[Collected data entries]
◇ ◇ ◇ ◇

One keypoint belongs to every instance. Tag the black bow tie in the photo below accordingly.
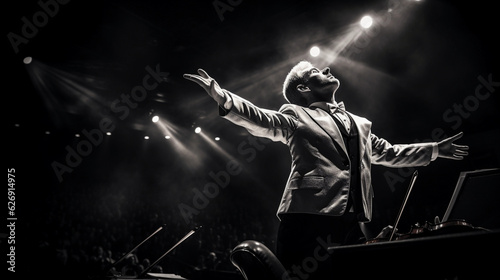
(334, 107)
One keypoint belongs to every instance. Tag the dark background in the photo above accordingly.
(405, 76)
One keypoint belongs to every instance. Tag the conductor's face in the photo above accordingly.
(320, 83)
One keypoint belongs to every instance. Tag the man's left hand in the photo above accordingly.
(447, 149)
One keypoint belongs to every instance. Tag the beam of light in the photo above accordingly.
(314, 51)
(27, 60)
(66, 92)
(171, 132)
(366, 21)
(217, 147)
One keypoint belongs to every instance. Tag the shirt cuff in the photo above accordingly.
(228, 104)
(435, 151)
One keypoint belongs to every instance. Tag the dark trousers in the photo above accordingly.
(303, 240)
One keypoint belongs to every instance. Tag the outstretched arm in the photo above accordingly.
(209, 85)
(448, 149)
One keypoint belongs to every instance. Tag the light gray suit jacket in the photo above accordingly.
(319, 177)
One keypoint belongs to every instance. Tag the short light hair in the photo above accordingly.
(292, 80)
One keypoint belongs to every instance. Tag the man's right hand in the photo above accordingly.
(209, 85)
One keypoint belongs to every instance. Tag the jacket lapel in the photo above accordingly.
(364, 127)
(327, 124)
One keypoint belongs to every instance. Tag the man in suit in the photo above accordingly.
(328, 194)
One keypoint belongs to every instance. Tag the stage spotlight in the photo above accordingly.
(314, 51)
(27, 60)
(366, 21)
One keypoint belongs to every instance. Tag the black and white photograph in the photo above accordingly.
(251, 140)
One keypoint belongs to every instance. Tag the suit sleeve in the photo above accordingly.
(275, 125)
(401, 155)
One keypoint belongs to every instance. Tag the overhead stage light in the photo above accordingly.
(314, 51)
(366, 21)
(27, 60)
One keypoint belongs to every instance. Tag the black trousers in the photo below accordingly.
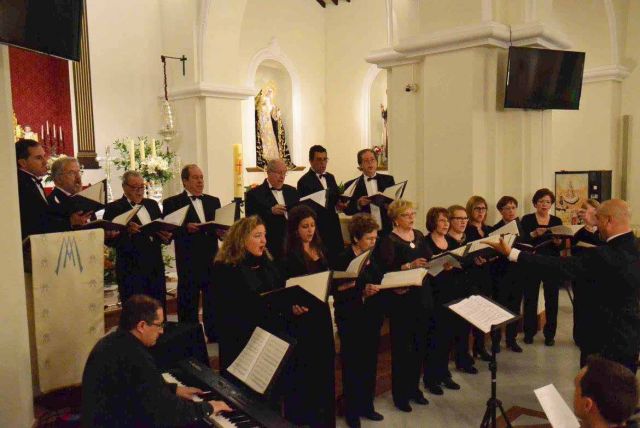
(551, 292)
(440, 338)
(190, 286)
(407, 322)
(359, 332)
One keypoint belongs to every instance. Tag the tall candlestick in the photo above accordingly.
(238, 185)
(141, 150)
(132, 155)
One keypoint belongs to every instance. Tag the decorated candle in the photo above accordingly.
(238, 185)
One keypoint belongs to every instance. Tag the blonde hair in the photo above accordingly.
(397, 207)
(233, 250)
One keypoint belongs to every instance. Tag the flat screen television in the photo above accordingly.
(543, 79)
(47, 26)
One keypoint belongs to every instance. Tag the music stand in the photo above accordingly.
(489, 420)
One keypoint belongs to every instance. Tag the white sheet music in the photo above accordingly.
(403, 278)
(556, 409)
(481, 312)
(509, 228)
(319, 198)
(259, 360)
(316, 284)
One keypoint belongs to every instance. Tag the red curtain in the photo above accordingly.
(41, 92)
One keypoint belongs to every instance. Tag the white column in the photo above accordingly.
(16, 406)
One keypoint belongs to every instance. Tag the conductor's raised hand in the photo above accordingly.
(501, 247)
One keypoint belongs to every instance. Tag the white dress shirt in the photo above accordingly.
(197, 204)
(372, 189)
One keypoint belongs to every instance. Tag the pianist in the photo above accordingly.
(121, 385)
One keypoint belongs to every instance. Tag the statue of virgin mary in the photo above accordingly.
(271, 142)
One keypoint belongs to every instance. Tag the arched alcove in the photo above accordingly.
(272, 65)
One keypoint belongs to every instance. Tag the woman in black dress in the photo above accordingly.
(359, 311)
(584, 323)
(480, 275)
(508, 277)
(535, 231)
(409, 308)
(310, 398)
(243, 269)
(446, 287)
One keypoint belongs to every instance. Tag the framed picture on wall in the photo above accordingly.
(573, 188)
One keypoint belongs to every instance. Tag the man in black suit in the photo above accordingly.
(270, 201)
(611, 273)
(139, 264)
(36, 216)
(195, 248)
(370, 183)
(315, 180)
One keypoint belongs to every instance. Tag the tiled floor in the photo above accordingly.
(518, 376)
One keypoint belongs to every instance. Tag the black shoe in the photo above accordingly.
(482, 354)
(433, 388)
(404, 406)
(514, 347)
(470, 369)
(450, 384)
(372, 415)
(420, 399)
(353, 421)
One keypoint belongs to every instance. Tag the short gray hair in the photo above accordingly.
(272, 164)
(128, 174)
(57, 167)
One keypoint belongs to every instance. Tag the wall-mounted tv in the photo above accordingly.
(543, 79)
(47, 26)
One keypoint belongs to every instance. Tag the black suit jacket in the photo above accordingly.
(258, 201)
(328, 221)
(36, 215)
(611, 272)
(138, 253)
(384, 181)
(194, 252)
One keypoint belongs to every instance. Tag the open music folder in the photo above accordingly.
(354, 269)
(482, 312)
(319, 197)
(119, 222)
(403, 278)
(93, 198)
(223, 219)
(389, 194)
(307, 290)
(169, 223)
(558, 412)
(260, 361)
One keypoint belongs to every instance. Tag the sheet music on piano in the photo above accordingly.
(481, 312)
(260, 360)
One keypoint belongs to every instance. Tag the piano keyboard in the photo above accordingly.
(234, 419)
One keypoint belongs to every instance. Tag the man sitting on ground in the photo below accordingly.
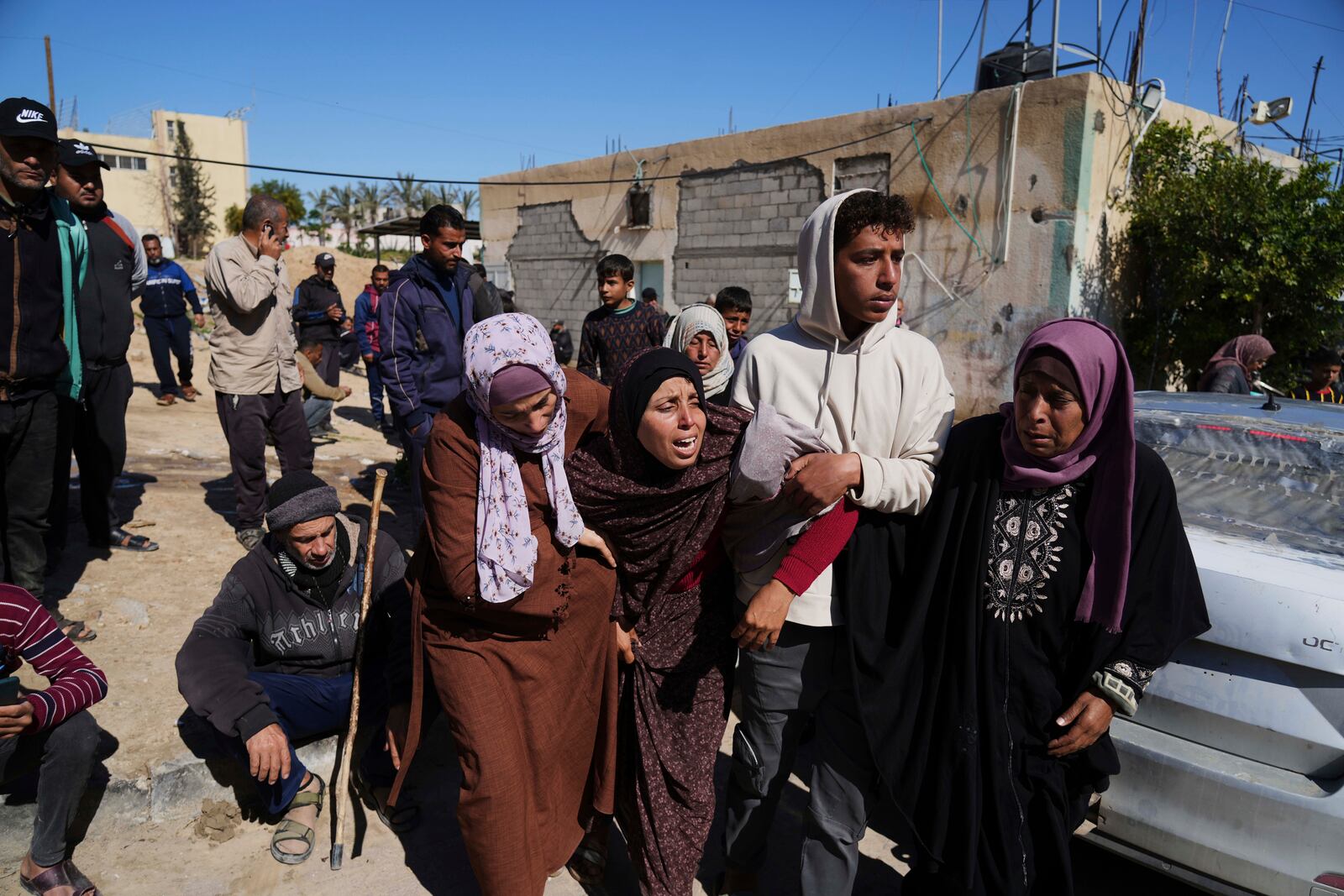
(272, 658)
(319, 396)
(49, 731)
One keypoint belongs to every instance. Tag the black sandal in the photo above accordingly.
(80, 633)
(124, 540)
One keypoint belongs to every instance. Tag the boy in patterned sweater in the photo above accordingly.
(50, 731)
(622, 328)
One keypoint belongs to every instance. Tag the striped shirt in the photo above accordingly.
(27, 631)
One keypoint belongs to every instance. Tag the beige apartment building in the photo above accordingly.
(1016, 192)
(140, 184)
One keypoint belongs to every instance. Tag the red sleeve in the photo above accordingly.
(819, 547)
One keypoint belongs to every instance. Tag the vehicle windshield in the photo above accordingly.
(1253, 479)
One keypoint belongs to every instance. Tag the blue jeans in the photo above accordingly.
(307, 707)
(170, 335)
(375, 391)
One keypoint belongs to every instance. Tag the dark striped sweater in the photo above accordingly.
(29, 633)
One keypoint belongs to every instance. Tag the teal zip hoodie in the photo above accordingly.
(74, 257)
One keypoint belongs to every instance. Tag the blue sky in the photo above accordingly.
(467, 90)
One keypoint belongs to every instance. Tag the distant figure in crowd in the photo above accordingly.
(734, 304)
(168, 293)
(96, 426)
(651, 297)
(1234, 365)
(320, 316)
(884, 406)
(659, 490)
(699, 333)
(562, 343)
(622, 328)
(512, 616)
(252, 359)
(47, 731)
(1055, 580)
(1323, 383)
(430, 304)
(370, 343)
(319, 396)
(270, 660)
(44, 265)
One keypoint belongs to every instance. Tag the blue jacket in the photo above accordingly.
(421, 324)
(168, 291)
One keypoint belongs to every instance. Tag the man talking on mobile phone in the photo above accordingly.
(252, 359)
(47, 730)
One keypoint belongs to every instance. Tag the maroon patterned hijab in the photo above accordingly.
(655, 519)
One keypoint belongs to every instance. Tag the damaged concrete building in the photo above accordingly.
(1015, 195)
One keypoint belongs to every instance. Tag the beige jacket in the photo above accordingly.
(253, 343)
(313, 383)
(882, 396)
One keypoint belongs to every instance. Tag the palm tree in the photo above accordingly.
(370, 197)
(346, 208)
(468, 199)
(405, 192)
(319, 207)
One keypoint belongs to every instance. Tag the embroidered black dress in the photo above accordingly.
(963, 673)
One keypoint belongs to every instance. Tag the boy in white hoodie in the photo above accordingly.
(880, 399)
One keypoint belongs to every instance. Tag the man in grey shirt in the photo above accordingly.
(252, 359)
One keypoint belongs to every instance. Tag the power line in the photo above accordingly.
(517, 183)
(1276, 13)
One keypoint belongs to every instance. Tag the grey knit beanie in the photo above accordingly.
(299, 496)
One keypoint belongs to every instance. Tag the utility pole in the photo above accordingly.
(1139, 46)
(937, 74)
(1307, 118)
(51, 81)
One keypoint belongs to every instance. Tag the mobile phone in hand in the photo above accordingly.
(10, 692)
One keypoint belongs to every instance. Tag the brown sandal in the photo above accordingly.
(53, 878)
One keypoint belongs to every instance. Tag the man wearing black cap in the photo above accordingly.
(42, 265)
(320, 316)
(272, 658)
(97, 425)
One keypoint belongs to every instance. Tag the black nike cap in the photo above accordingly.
(24, 117)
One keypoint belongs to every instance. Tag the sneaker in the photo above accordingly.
(250, 537)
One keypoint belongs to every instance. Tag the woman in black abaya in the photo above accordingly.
(1058, 582)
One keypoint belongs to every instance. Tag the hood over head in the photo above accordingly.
(819, 316)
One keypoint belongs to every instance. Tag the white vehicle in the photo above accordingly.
(1233, 772)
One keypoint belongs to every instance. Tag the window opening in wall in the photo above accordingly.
(638, 202)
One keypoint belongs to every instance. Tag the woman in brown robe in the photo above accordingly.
(512, 614)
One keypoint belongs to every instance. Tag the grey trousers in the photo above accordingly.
(64, 758)
(806, 674)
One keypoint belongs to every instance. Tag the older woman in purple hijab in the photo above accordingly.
(1059, 580)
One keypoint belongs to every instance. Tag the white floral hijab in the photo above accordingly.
(506, 548)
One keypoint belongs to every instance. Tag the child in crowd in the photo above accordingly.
(622, 327)
(734, 304)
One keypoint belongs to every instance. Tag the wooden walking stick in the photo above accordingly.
(339, 792)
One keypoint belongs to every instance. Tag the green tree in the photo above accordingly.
(286, 192)
(405, 192)
(194, 197)
(1223, 244)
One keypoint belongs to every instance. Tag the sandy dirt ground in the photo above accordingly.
(176, 490)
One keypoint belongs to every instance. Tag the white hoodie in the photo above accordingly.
(882, 396)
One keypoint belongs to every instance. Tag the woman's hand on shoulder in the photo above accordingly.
(593, 540)
(627, 641)
(1086, 720)
(761, 624)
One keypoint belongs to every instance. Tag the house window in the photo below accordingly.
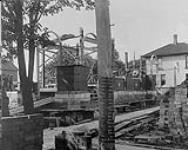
(163, 79)
(186, 61)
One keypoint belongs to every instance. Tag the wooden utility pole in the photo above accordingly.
(38, 71)
(81, 45)
(106, 102)
(43, 68)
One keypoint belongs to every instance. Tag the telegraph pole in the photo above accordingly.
(106, 102)
(81, 45)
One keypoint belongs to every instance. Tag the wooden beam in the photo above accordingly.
(106, 104)
(103, 38)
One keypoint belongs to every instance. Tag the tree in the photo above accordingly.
(20, 32)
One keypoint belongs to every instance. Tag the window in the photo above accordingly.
(163, 79)
(186, 61)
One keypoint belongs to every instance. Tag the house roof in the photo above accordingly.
(169, 50)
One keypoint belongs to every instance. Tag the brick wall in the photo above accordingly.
(22, 133)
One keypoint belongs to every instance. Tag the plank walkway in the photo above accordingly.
(36, 104)
(50, 134)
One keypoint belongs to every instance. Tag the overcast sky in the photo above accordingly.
(140, 25)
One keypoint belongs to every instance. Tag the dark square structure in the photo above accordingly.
(72, 78)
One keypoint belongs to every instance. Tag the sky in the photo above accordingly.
(140, 26)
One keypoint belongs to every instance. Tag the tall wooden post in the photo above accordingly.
(43, 68)
(38, 71)
(81, 45)
(106, 102)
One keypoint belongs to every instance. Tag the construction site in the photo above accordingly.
(56, 95)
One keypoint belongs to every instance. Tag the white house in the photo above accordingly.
(168, 64)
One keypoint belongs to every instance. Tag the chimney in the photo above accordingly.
(175, 39)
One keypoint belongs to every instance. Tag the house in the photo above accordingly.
(168, 65)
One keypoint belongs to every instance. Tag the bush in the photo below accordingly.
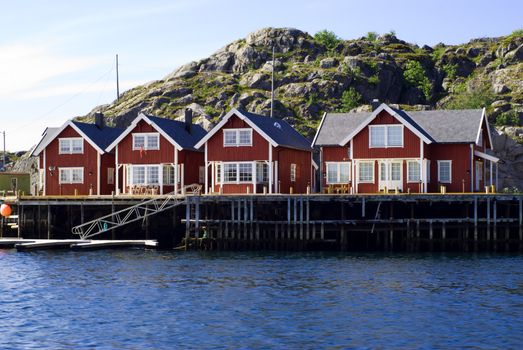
(415, 76)
(350, 99)
(327, 38)
(510, 118)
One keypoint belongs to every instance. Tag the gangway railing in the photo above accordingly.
(134, 213)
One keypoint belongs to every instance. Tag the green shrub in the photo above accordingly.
(327, 38)
(350, 99)
(415, 76)
(510, 118)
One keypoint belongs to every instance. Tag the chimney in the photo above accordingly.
(188, 119)
(99, 120)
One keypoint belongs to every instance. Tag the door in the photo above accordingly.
(479, 175)
(390, 175)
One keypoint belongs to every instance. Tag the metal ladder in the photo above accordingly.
(134, 213)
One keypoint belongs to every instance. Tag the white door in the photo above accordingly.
(390, 175)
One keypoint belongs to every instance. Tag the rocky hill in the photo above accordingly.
(319, 73)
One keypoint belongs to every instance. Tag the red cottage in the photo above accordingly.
(391, 149)
(73, 160)
(246, 153)
(157, 155)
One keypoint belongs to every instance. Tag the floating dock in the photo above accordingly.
(375, 222)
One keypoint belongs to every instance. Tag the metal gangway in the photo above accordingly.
(134, 213)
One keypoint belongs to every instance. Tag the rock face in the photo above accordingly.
(310, 78)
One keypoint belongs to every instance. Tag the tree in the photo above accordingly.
(415, 76)
(327, 38)
(350, 99)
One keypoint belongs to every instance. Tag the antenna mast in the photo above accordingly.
(272, 84)
(117, 81)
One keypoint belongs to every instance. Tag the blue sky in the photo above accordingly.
(57, 57)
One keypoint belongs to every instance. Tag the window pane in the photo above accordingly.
(344, 172)
(413, 171)
(366, 171)
(229, 137)
(245, 172)
(332, 173)
(230, 172)
(139, 141)
(153, 175)
(394, 135)
(377, 136)
(77, 145)
(152, 141)
(245, 137)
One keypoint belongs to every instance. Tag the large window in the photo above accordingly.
(146, 141)
(71, 175)
(145, 175)
(71, 145)
(366, 172)
(237, 137)
(413, 171)
(444, 171)
(338, 172)
(386, 136)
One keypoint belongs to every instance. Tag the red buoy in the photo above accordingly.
(5, 210)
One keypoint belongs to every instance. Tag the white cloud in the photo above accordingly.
(24, 66)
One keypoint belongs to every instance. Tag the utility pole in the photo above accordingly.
(272, 84)
(117, 81)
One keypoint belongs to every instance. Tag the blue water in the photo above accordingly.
(135, 299)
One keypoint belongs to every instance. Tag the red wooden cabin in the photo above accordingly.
(73, 160)
(246, 153)
(391, 149)
(157, 155)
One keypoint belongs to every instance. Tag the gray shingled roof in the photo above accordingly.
(441, 126)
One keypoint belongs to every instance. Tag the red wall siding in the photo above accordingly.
(126, 155)
(410, 149)
(217, 152)
(459, 154)
(88, 160)
(302, 159)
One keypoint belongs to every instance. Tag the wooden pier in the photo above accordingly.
(375, 222)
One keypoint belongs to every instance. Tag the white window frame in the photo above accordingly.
(236, 165)
(450, 171)
(70, 175)
(237, 140)
(338, 166)
(146, 136)
(386, 135)
(372, 172)
(293, 172)
(66, 145)
(110, 176)
(146, 176)
(409, 164)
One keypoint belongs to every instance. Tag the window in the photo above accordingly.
(413, 171)
(366, 172)
(71, 145)
(237, 137)
(145, 175)
(445, 171)
(386, 136)
(262, 172)
(245, 172)
(293, 172)
(71, 175)
(338, 172)
(168, 174)
(146, 141)
(110, 176)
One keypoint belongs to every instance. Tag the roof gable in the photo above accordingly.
(173, 130)
(276, 131)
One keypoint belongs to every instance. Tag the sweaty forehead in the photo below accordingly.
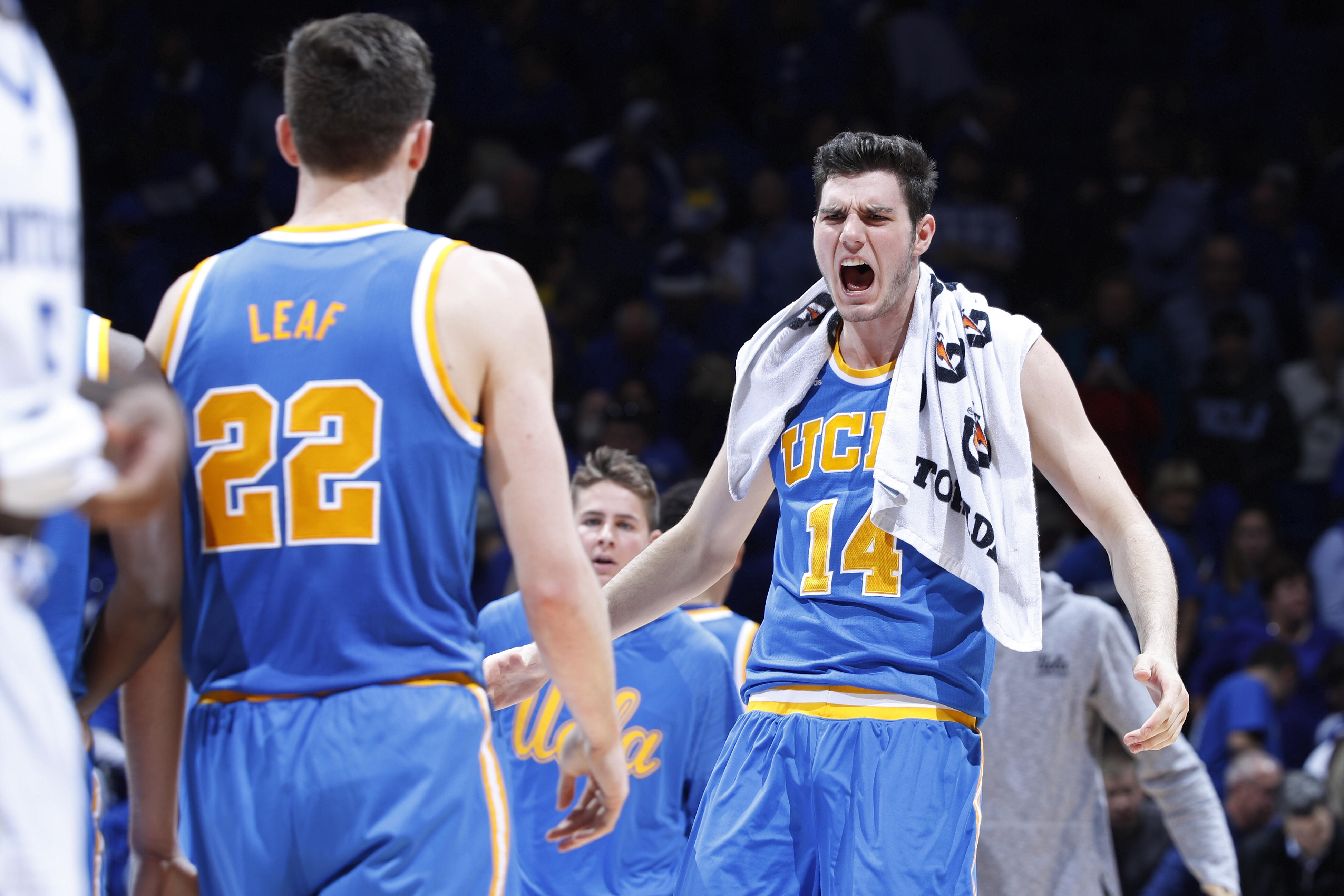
(875, 188)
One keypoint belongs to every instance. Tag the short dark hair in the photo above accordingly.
(676, 503)
(1273, 655)
(855, 154)
(354, 87)
(617, 465)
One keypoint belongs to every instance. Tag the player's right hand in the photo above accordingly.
(515, 675)
(156, 876)
(604, 795)
(147, 442)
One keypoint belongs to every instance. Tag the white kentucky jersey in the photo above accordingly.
(50, 438)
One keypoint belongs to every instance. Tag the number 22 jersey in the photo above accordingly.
(330, 507)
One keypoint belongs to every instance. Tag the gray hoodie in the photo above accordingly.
(1046, 828)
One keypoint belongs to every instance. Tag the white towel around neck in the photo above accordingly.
(953, 476)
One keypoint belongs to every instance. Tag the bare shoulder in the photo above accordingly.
(158, 336)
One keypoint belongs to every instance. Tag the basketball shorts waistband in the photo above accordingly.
(416, 682)
(838, 702)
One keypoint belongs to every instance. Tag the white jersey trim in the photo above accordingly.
(182, 323)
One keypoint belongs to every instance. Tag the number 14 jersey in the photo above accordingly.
(850, 606)
(330, 510)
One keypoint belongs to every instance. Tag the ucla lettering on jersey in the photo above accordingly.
(676, 704)
(330, 511)
(850, 606)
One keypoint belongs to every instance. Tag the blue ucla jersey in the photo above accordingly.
(734, 632)
(66, 535)
(676, 703)
(330, 511)
(851, 606)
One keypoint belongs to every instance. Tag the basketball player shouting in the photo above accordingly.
(857, 768)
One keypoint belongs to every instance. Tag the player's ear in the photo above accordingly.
(285, 140)
(420, 144)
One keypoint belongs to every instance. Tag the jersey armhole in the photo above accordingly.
(97, 354)
(425, 334)
(182, 318)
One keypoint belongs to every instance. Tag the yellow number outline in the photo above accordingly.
(342, 483)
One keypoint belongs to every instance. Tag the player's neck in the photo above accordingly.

◇ ◇ ◇ ◇

Transcribe exactly, and only, the lines that extend from the one containing "One keypoint belongs to every instance. Tag the number 22" to the end of the records above, inclusive of both.

One keypoint belongs to every instance. Tag the number 22 jersey in the photo above accordingly.
(330, 507)
One keypoint belongs to every instance. Tag the gray hoodie in the photo above accordingly.
(1046, 828)
One keypoint belongs to every instance. Tag the white towel around neck in the photo above accordingly.
(953, 476)
One keypoint belongs to every instance. Tag the bare shoulder in the photo above accordingly.
(158, 336)
One keypoint belongs to every instance. Tag the basketball shorts waistband in the photo above accordingly.
(416, 682)
(838, 702)
One keypoint belongs to every instance. Tag the white jersey trim in the photo above accordingly.
(182, 323)
One keypoint belongs to every instance. Tag the number 14 jersey in the photo above accordingly.
(850, 606)
(330, 510)
One keypoint belongs to every instance. Tag the ucla lettering on jersey in the photo above accordingly.
(676, 704)
(330, 511)
(850, 606)
One keypoint belongs to every instance. Tag the blue ucla jersey in the photo above accordingly.
(734, 632)
(66, 535)
(676, 703)
(330, 511)
(851, 606)
One keypoint belongs to every instance. Tag the basketball player shouting in the photo above accordingly.
(857, 768)
One keypoint belongs to every instance. Tag the player's ear in the photo above accordingly.
(285, 140)
(420, 144)
One keypoint belongs to every instance. Tag the jersey armhole in the photo above accordingly.
(97, 354)
(425, 334)
(182, 318)
One keypoint belongs to every instance. Tag the yellow number outline in the photo above accordingly.
(342, 483)
One keypoint belongs to every instance. Tag the player's neck in the photo above accordingly.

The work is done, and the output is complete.